Task directions> Convert the lines below into a Markdown table with the columns Number and Record line, one row per line, leaving out blank lines.

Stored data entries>
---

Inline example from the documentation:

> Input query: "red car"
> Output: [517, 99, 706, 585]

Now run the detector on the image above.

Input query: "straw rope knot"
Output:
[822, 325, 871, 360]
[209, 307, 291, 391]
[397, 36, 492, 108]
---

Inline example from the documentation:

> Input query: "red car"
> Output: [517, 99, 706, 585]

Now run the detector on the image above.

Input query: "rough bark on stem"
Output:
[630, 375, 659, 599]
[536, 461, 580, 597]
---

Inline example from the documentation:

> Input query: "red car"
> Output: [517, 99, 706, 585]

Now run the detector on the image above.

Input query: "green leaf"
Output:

Solution to the problem>
| Number | Record line |
|---|---|
| 1 | --- |
| 2 | Inline example from the documentation: |
| 3 | > Input query: "red car" |
| 4 | > Output: [517, 99, 706, 585] |
| 5 | Now run the detector on the image above. |
| 6 | Input query: "straw rope knot" |
| 7 | Output: |
| 8 | [822, 325, 871, 360] |
| 9 | [209, 307, 291, 391] |
| 10 | [397, 36, 492, 108] |
| 11 | --- |
| 12 | Inline example from the documentation: |
| 13 | > Input query: "red car" |
| 14 | > Output: [517, 99, 706, 585] |
| 15 | Now run the detector on the image above. |
| 16 | Input query: "rough bark on stem" |
| 17 | Output: |
| 18 | [630, 375, 659, 599] |
| 19 | [536, 461, 580, 597] |
| 20 | --- |
| 21 | Inline example from the documentation: |
| 22 | > Input query: "red car" |
| 23 | > Output: [517, 99, 706, 585] |
| 24 | Now run the detector on the image above. |
| 25 | Input query: "green leaf" |
| 26 | Output: |